**Exercise set:**
1 – According to the passage on speech emotion recognition research, what did Hajarolasvadi et al. propose using to model emotions?
2 – Write a continuation of the passage on speech emotion recognition research, beginning right after its final sentence.

Many existing emotion recognition studies have considered the problem of feature selection and feature analysis [2, 14, 15, 21, 25]. Alex et al. [4] studied feature selection in utterance level and syllable level for emotion recognition. Abdelhamid et al. [1] studied stochastic optimization for speech emotion models. Zhang et al. [28] proposed to study the practical speech emotion using stochastic optimization algorithms. In their study, basic feature was analyzed and feature combination was used to model speech emotions. They further studied emotion types that had practical values. Xu et al. [26] studied a large set of speech emotional features, and the results were promising. Although the novelty in the graph learning-based classifier was high, the generalization ability of the algorithms needed to be further discussed. Gat et al. [11] studied speaker feature normalization for emotion models. Huang et al. [13] studied feature normalization using speaker-sensitive features. A general framework was proposed to improve the emotion recognition performance. Saad et al. [24] studied emotion recognition across different languages and databases. The transfer of models is a very interesting topic. The optimal set of emotional features need to be further studied. Cowen et al. [8] studied a large number of emotions with feature analysis. Hajarolasvadi et al. [12] studied convolution neural network and its application in spectrograms. They propose to model emotions using visual features of the spectrogram. Fahad et al. [9] studied speaker-adaptive SER system. They presented a promising solution to the issue of speaker variability, enhancing accuracy in emotion recognition tasks. Feature space maximum likelihood linear regression was used, and emotion-specific epoch-based features are explored.

**Supplied records:**
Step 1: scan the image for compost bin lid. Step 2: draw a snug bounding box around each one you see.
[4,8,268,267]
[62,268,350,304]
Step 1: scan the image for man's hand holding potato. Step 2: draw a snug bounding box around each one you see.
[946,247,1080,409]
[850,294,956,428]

==

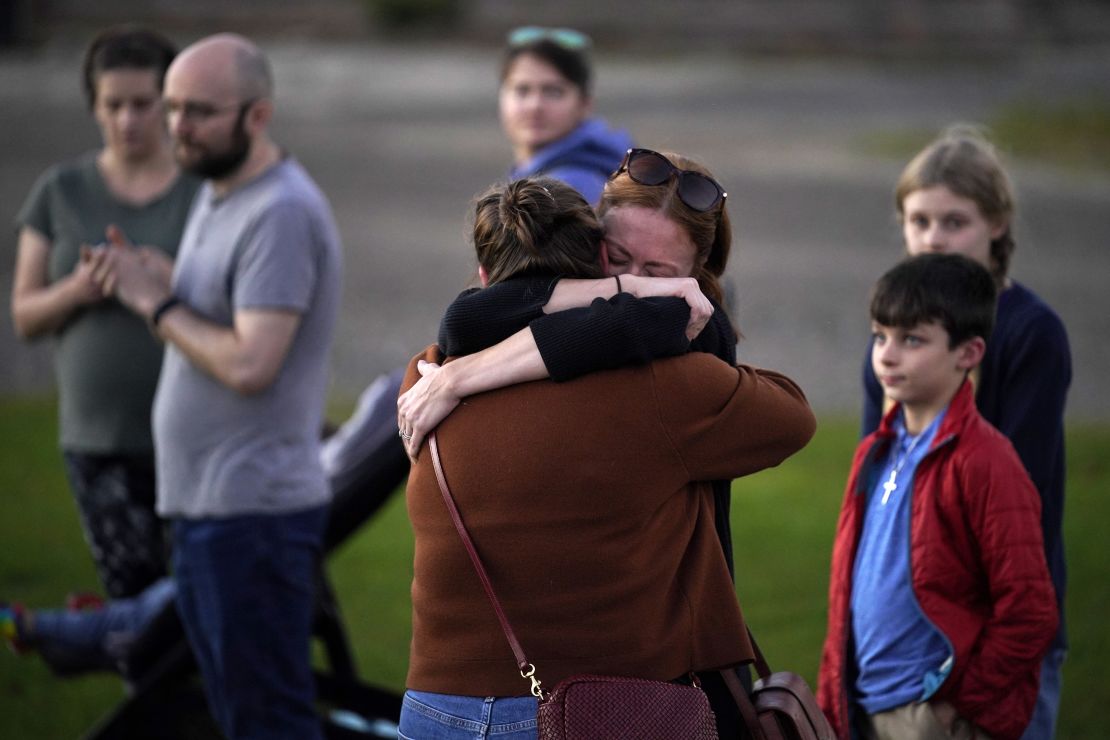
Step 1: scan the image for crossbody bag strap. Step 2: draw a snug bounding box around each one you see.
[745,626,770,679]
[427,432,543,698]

--

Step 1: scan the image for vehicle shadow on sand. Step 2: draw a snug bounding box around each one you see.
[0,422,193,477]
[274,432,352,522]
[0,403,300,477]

**Task-by-task outputs:**
1 – Visual features of the spectrogram.

2 –
Other researchers have focused on the emotion models. Zou et al. [29] studied the cognitive-related emotions and the detection from speech. They propose to record the oral report during math exercises and analyzed the emotional features. Although the results were promising, the relation between acoustic features and the cognitive states still needs investigation. Anvarjon et al. [5] studied a lightweight detector based on a novel CNN architecture. Although the results were promising, more variety of backbone networks could be discussed with novel emotional features. Jin et al. [16] studied support vector machines from a semi-supervised framework. They propose to apply self-training SVM to speech emotion recognition and tested on public available databases. Although the results were promising, more recent algorithms needed to be further discussed. Choudhary et al. [7] studied emotion recognition using deep neural networks. The representative learning requires a large number of training samples. Although the results were promising, the generalization of the model is dependent on the dataset. Oaten et al. [20] studied a special type of emotion, disgust and its practical values in health.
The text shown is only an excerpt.